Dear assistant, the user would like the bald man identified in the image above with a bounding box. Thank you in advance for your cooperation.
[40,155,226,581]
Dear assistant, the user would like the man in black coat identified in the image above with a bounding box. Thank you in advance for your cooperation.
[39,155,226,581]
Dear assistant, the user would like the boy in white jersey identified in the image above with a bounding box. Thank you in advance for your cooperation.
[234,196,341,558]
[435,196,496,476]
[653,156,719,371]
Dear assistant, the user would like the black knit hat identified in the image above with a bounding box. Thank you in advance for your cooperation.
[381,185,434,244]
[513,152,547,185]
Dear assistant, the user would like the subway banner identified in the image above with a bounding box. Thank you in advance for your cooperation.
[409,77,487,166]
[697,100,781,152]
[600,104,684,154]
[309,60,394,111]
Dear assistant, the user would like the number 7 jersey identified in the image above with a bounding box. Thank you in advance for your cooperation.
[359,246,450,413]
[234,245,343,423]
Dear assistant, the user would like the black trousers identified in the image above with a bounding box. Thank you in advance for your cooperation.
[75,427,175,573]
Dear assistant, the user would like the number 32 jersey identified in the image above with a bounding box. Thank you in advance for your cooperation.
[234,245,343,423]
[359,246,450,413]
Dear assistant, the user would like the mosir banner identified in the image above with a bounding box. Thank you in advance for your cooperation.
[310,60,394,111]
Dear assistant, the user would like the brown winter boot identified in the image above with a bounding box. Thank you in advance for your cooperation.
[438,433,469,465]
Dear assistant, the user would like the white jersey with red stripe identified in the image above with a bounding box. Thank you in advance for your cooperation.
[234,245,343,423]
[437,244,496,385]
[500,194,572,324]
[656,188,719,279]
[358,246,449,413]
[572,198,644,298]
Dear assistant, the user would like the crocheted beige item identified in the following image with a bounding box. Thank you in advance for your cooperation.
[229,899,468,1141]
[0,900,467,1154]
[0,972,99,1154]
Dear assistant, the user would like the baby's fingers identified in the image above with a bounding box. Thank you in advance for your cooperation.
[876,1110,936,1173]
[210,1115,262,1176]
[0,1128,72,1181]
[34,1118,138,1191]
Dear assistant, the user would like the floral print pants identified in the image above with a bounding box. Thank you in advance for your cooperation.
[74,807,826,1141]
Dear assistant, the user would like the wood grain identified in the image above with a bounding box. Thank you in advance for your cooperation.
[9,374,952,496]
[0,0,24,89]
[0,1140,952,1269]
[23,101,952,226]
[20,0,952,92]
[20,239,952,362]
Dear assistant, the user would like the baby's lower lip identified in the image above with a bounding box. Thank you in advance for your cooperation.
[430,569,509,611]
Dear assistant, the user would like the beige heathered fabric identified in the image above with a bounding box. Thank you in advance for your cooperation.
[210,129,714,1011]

------------------------------------------------

- Written exercise: Copy every row above word for word, changing nothing.

- Exercise response:
Dear assistant, the user would like the bald man identified in the image above with a bounding box. Thank you in advance for your cooperation.
[40,155,226,581]
Dear assistant, the user would like the man in black coat identified in the image above with a bounding box. Thank you in advance for your cooperation.
[39,155,226,581]
Dear assistant, the user would like the boy in white jersey identified in the image above with a bounding box. Thank you in advance for your cooperation.
[234,196,341,558]
[435,196,496,476]
[653,156,719,371]
Dear assistant, the user would like the black knit hat identified in the image above with a bounding box. Thank you in advance for your cooperation.
[381,185,434,244]
[513,152,547,185]
Dear assistant, the user would like the subway banner identified in the image above with a bounding box. Thank you in advance for your cooperation.
[409,77,487,166]
[697,100,781,152]
[600,104,684,154]
[309,60,394,111]
Dear assistant, the user would like the number 7 jersey identified in the image above with a bounding box. Thank you in advance for your cooperation.
[359,246,450,413]
[234,245,343,423]
Dear assistant, the user would like the black trousers identified in the image above with a bounding box. Thank you in advance for your cooperation.
[75,427,175,573]
Dear assistant, the user would like the number 32 jersey identified in the image above with a bounding box. Thank you in advance for your cooperation.
[234,245,343,423]
[359,246,450,413]
Dear assistant, the user would like the mosir banner identified in the image above with a bounding box. Thank you in advance for your cooperation.
[310,60,394,111]
Dear assistant, the user would like the brown winter boot identified in the image above with a bounding box. Thank you in advance for your cooperation.
[438,433,469,465]
Dear assistant, the user would like the white jersey with red stripe identified in the image above with a bounding box. Thank you in advance for your cooperation.
[234,245,343,423]
[437,244,496,385]
[500,194,572,324]
[656,188,719,279]
[358,246,449,413]
[572,198,644,298]
Dear assistant, the user would like the crocheted beige item identified in the following image with a bounding box. Thank you in advance for your cooperation.
[229,899,468,1141]
[0,900,467,1154]
[0,972,99,1154]
Dear assistant, the user would like the baby's fingers identified in the image above with a bounding box. Thank you in advance for your cooperation.
[876,1110,936,1173]
[210,1115,262,1176]
[0,1128,72,1181]
[34,1118,138,1191]
Dear assistant, the user would like the floral print pants identified in the image above with a bounding box. Thank you in advance for your cooperation.
[74,807,826,1141]
Dear assistant, the user would like the wood grain identified in the image above with a bounding box. Thank you in advance for your cooperation.
[9,374,952,496]
[0,0,24,89]
[0,1140,952,1269]
[23,101,952,226]
[20,0,952,92]
[20,239,952,362]
Dear assistant, the user would like the baby's lower lip identified in the image above with a bounding box. Thank you in advance for your cooperation.
[430,569,509,611]
Dear assistant, the user would like the beige heathered fabric identified in the image above with a bounding box. Thank you in advance for your cooperation.
[210,129,714,1011]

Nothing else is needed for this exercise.